# START OF Extract provided

Even the reporter’s grieving father, Andrew Parker, got drawn into the gun control debate. Mr. Parker told Megyn Kelly on Fox News on Wednesday: “My mission in life, and I talked to the governor [McAuliffe] today, he called me, I told him I am going to do something whatever it takes to get gun legislation, to shame people, to legislators, into doing something about closing loopholes in background checks.” McAuliffe apparently encouraged Parker to speak out on the issue.

But when reporters asked McAuliffe whether the killer was prohibited from legally buying a gun, he replied: “I don’t know anything.”  By late Wednesday night, it turned out that all their assumptions were wrong. Vester Lee Flanagan, the killer, had legally bought the gun from a registered firearms dealer. The so-called expanded background checks, which would have mandated background checks on private transfers, would have done nothing to stop this attack. Indeed, such expanded background checks would not have stopped any of the mass public shootings that President Obama has frequently pointed to in justifying such a law.

Even if Flanagan had been prohibited from legally buying a gun, he still would have had two-and-a-half months between when we know he wanted to obtain one and now. For the larger mass public shootings during the Obama administration you are talking about people who have planned their attacks anywhere from six months to over two years in advance. That is plenty of time to figure out how to illegally obtain a gun.

The background checks system is a mess. Virtually everyone who is stopped — probably over 99 percent of the denials — represents a mistake. Stopping someone who has a name and birthdate similar to someone with a criminal history or mental illness is not the same thing as stopping the actual prohibited person.

Furthermore, it’s exceedingly difficult for psychologists and psychiatrists to identify who is a threat to others. Slightly more than half of mass public shooters (52 percent from January 2009 to July 2014) were seeing mental health professionals before their attacks. Nevertheless, in not single was the killer identified as a potential threat to others.

If someone’s mental illness really does pose a danger to others, why only ban them from legally purchasing a gun? Why leave them wandering around for months or years with the chance that they will figure out how to get a weapon? Confine them to a mental health facility.

# END OF Extract provided
# START OF Extracted records

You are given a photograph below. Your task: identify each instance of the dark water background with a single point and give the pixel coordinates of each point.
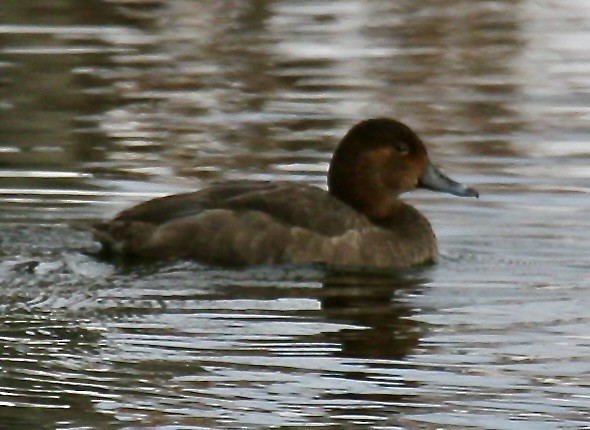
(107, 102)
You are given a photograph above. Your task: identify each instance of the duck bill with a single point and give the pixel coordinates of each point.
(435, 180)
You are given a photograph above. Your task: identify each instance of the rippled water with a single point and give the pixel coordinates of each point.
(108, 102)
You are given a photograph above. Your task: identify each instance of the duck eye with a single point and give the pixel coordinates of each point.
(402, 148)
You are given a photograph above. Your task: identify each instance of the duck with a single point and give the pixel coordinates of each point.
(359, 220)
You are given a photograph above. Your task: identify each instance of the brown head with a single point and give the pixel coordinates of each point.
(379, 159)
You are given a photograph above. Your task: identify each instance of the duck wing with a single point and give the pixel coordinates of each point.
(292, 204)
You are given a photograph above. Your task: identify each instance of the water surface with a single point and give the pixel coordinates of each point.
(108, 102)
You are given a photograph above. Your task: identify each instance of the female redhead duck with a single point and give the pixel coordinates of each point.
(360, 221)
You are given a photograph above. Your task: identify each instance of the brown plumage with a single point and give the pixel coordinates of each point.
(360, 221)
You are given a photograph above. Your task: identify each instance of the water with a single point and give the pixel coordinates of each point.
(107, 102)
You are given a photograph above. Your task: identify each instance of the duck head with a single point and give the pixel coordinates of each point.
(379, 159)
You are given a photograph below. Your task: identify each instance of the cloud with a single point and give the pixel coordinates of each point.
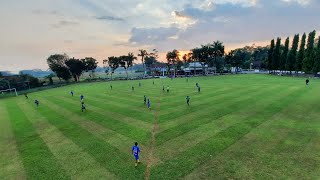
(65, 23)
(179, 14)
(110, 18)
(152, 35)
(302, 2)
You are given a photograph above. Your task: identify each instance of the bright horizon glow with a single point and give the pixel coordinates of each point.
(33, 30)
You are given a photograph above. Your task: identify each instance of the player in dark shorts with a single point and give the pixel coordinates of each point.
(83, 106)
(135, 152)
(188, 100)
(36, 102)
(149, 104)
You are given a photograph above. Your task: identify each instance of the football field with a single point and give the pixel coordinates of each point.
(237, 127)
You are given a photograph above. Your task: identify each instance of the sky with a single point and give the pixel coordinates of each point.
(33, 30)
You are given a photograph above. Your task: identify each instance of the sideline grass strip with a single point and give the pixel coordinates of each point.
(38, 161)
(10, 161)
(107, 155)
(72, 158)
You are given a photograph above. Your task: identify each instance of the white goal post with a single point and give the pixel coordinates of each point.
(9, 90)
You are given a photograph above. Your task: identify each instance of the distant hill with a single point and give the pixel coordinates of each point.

# END OF Extracted records

__Directions__:
1. Translate this sentence from the background checks article above into Spanish: "The background checks system is a mess."
2. Copy out word for word the part of the background checks article above that starts with the words "Even the reporter’s" and ends with "on the issue.".

__Answer set__:
1. El sistema de verificación de antecedentes es un desastre.

2.
Even the reporter’s grieving father, Andrew Parker, got drawn into the gun control debate. Mr. Parker told Megyn Kelly on Fox News on Wednesday: “My mission in life, and I talked to the governor [McAuliffe] today, he called me, I told him I am going to do something whatever it takes to get gun legislation, to shame people, to legislators, into doing something about closing loopholes in background checks.” McAuliffe apparently encouraged Parker to speak out on the issue.